- Soal Latihan:
**A.** Tentukan apakah setiap pernyataan berikut sesuai dengan teks tentang energi terbarukan di bawah. Jawab ya atau tidak, lalu kutip kata-kata penentunya dari teks.
(i) B20 berarti bauran energi dengan 20 persen energi nabati dan 80 persen energi fosil.
(ii) Prabowo berambisi meningkatkan bauran energi nabati menjadi B100.
(iii) Dalam debat, pembahasan energi terbarukan mencakup berbagai sumber selain bio energi.
**B.** Tuliskan kembali tanpa perubahan bagian teks tentang energi terbarukan di bawah, dari "Pentingnya Energi Baru" sampai "bergerak sangat fluktuatif.".
**C.** Jawablah pertanyaan berikut berdasarkan teks tentang energi terbarukan di bawah.
(i) Pada tanggal berapa para calon presiden menyampaikan gagasan tentang EBT?
(ii) Apa yang ditekankan Prabowo bagi Indonesia?
(iii) Dari sumber apa saja energi fosil berasal menurut teks?

- Kutipan Halaman:
- - -

Pada tanggal 17 Februari kemarin, para calon presiden (capres) menyampaikan gagasannya masing-masing terkait Energi Baru Terbarukan (EBT) di Indonesia. Jokowi mengungkapkan pencapaian kinerjanya bahwa saat ini program B20 sudah tercapai. Yang dimaksud B20 ialah, bauran energi dengan komposisi 20 persen dari energi nabati dan 80 persennya masih menggunakan energi fosil. Dalam kesempatan tersebut, Jokowi berambisi untuk meningkatkan bauran energi nabati tersebut menjadi B100. Di sisi yang lain, Prabowo menekankan tekad akan pentingnya swasembada energi bagi Indonesia, termasuk memenuhinya dengan memaksimalkan bio energi.
Gagasan para capres tentang EBT di Indonesia tersebut patut kita apresiasi. Namun yang kita turut sayangkan, pembahasan mengenai energi terbarukan dalam debat tersebut hanya berfokus pada bio energi. Terlebih lagi, menjadikan sawit sebagai sumber utama bio energi. Mengingat, industri perkebunan sawit di Indonesia tidak dapat lepas dari bayang-bayang isu deforestasi. Oleh karena itu,e penting untuk membahas sumber EBT lain yang dimiliki oleh Indonesia.
Pentingnya Energi Baru Terbarukan
EBT dalam beberapa tahun terakhir ini menjadi tren baru sebagai sumber energi utama dalam mendukung kebutuhan energi listrik, transportasi, dan kebutuhan dasar lainnya di berbagai negara maju. Hal ini dikarenakan penggunaan energi fosil yang bersumber dari gas, batu bara, dan minyak menghasilkan emisi karbon dioksida yang memiliki dampak negatif bagi kehidupan. Diantaranya, perubahan iklim yang sangat drastis, kenaikan permukaan air laut yang menjadi ancaman daerah-daerah pesisir, serta kualitas udara yang dapat menyebabkan gangguan pernafasan. Selain itu, energi fosil semakin hari akan semakin habis dan harga minyak dunia bergerak sangat fluktuatif.

- - -

- Daftar Materi:
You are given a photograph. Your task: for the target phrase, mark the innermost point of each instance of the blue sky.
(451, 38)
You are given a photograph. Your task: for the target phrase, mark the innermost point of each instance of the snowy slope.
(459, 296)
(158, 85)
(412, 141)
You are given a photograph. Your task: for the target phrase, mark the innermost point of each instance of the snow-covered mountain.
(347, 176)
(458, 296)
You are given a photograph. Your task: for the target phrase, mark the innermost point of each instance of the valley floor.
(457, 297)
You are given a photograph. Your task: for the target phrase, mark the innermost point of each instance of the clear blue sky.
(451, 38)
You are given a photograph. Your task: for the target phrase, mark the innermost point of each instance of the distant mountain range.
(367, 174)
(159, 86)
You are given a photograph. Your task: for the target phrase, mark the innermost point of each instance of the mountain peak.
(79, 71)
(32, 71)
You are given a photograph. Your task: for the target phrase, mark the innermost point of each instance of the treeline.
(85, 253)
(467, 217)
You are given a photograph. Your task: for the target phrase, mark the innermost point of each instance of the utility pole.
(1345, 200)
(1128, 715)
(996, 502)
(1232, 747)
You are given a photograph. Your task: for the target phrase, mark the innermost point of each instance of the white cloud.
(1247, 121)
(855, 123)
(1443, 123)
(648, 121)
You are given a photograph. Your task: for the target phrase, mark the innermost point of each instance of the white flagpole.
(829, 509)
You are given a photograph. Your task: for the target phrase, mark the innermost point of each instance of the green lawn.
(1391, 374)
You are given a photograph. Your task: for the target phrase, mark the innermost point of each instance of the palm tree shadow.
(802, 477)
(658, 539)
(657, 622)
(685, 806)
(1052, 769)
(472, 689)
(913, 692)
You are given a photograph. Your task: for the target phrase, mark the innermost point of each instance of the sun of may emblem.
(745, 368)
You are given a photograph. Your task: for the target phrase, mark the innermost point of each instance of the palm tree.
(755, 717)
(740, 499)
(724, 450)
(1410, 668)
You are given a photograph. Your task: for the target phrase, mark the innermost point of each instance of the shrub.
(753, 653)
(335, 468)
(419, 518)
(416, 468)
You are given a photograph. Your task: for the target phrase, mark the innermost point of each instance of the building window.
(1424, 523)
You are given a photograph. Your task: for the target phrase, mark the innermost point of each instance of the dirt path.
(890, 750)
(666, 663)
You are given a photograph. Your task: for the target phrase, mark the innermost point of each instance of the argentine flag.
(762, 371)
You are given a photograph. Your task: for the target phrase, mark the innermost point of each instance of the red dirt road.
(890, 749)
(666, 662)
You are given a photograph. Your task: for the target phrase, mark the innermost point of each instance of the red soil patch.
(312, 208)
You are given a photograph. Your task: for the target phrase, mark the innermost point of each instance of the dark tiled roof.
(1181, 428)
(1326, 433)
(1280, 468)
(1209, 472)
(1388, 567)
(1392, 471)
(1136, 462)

- - -

- Pembahasan Soal:
**A.**
(i) Ya: "Yang dimaksud B20 ialah, bauran energi dengan komposisi 20 persen dari energi nabati dan 80 persennya masih menggunakan energi fosil."
(ii) Tidak: "Jokowi berambisi untuk meningkatkan bauran energi nabati tersebut menjadi B100."
(iii) Tidak: "pembahasan mengenai energi terbarukan dalam debat tersebut hanya berfokus pada bio energi."

**B.**
Pentingnya Energi Baru Terbarukan
EBT dalam beberapa tahun terakhir ini menjadi tren baru sebagai sumber energi utama dalam mendukung kebutuhan energi listrik, transportasi, dan kebutuhan dasar lainnya di berbagai negara maju. Hal ini dikarenakan penggunaan energi fosil yang bersumber dari gas, batu bara, dan minyak menghasilkan emisi karbon dioksida yang memiliki dampak negatif bagi kehidupan. Diantaranya, perubahan iklim yang sangat drastis, kenaikan permukaan air laut yang menjadi ancaman daerah-daerah pesisir, serta kualitas udara yang dapat menyebabkan gangguan pernafasan. Selain itu, energi fosil semakin hari akan semakin habis dan harga minyak dunia bergerak sangat fluktuatif.

**C.**
(i) 17 Februari.
(ii) Pentingnya swasembada energi.
(iii) Gas, batu bara, dan minyak.